**Excerpt provided:**

——

Researchers find the smell of metal can be deceiving

In the process of conducting research on iron plumbing infrastructure and drinking water quality, two Virginia Tech researchers in the College of Engineering uncovered that the smell of iron when you touch metal is really not iron at all.

Andrea Dietrich, professor in civil and environmental engineering (CEE), and Dietmar Glindemann, research associate in CEE, are working on unraveling the complex chemistry of smell, especially as it relates to the aesthetics of water.

Of all the human senses, odor has been the most difficult to scientifically explain. Only two years ago, Linda Buck and Richard Axel were awarded the Nobel Prize in Medicine for being the first to decipher the genes that determine the sense of smell.

“We are the first to demonstrate that when humans describe the “metallic” odor of iron metal, there are no iron atoms in the odors. The odors humans perceive as “metallic” are really by-products of the metals reacting with skin or impurities in the metal itself,” said Dietrich. The research is being funded by the National Science Foundation with additional funding provided by the UFZ Centre for Environmental Research in Germany.

——

**Provided information:**
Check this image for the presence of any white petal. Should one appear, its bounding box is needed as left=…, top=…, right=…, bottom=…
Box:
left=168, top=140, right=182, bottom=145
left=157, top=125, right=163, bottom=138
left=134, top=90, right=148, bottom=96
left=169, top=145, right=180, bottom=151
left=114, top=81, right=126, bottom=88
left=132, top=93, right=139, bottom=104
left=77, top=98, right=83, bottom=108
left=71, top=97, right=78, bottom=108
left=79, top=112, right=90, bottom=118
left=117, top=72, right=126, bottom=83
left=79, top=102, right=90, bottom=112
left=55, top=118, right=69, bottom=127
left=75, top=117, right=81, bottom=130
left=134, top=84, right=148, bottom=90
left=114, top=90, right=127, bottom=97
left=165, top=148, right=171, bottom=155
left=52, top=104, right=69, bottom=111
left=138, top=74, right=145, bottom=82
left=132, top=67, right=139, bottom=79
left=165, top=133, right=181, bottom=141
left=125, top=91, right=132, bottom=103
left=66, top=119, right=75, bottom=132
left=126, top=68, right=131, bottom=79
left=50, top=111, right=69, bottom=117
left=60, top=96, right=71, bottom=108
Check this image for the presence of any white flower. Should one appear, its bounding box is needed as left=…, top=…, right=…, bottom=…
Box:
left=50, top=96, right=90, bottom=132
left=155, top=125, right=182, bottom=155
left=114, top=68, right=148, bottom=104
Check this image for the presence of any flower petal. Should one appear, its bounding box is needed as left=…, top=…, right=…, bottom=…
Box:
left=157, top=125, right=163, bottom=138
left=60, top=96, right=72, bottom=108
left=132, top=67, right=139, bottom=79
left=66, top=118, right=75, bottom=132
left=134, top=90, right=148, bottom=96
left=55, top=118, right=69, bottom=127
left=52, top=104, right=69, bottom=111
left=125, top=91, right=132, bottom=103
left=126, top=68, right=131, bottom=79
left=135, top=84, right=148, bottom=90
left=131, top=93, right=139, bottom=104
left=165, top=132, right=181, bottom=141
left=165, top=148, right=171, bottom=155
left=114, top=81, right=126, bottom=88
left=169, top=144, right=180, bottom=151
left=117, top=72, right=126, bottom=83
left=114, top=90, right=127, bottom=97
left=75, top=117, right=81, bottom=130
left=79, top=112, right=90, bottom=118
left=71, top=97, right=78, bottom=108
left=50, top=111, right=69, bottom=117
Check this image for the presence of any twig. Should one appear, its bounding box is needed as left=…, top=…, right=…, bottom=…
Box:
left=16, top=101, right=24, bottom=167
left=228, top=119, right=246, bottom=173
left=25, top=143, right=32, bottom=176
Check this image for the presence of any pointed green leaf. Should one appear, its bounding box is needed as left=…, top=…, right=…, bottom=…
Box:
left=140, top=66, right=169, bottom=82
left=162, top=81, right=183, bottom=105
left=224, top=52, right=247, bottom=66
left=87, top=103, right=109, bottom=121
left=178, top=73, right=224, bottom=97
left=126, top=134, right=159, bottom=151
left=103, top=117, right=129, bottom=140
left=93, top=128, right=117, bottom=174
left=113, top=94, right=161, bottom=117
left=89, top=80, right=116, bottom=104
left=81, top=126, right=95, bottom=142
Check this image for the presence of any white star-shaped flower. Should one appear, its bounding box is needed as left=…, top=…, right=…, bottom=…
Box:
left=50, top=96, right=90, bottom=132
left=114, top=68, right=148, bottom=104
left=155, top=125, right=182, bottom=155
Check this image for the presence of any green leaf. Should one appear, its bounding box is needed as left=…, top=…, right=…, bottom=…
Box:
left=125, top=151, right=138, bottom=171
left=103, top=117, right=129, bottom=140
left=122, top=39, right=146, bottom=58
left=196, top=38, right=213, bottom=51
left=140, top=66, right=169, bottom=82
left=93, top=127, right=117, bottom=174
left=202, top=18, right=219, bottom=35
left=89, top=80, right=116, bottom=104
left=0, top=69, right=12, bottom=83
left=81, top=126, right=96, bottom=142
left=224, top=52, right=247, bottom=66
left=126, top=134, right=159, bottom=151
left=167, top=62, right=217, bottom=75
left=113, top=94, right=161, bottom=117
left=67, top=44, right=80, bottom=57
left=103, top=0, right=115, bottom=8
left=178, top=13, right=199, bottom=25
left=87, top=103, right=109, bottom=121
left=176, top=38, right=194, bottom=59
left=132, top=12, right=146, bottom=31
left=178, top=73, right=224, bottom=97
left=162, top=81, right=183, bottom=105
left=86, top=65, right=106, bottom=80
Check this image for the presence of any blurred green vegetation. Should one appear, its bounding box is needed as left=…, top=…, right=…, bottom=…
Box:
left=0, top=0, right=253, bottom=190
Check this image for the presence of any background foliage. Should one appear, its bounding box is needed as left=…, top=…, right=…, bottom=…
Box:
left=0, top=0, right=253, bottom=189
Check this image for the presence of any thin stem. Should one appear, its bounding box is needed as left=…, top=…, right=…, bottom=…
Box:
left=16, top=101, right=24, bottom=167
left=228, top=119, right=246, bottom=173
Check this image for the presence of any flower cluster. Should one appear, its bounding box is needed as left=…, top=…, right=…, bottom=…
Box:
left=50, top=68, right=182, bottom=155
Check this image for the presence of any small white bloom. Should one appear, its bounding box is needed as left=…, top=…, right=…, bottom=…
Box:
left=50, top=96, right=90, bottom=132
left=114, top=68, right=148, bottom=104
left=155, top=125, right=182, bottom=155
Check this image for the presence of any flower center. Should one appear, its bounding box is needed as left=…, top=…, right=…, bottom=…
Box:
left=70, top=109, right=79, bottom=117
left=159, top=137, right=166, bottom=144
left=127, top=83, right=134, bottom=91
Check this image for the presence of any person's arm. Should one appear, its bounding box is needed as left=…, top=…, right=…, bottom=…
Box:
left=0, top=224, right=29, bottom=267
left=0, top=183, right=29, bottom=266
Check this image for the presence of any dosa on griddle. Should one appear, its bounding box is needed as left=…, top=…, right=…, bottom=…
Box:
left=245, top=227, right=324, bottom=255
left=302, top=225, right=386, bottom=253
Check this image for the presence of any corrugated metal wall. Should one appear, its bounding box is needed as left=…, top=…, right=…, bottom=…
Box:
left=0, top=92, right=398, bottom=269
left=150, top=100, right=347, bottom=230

——

**Task to complete:** Copy out the article on the smell of metal word for word, from "Researchers find the" down to "iron at all.".

**Output of the task:**
Researchers find the smell of metal can be deceiving

In the process of conducting research on iron plumbing infrastructure and drinking water quality, two Virginia Tech researchers in the College of Engineering uncovered that the smell of iron when you touch metal is really not iron at all.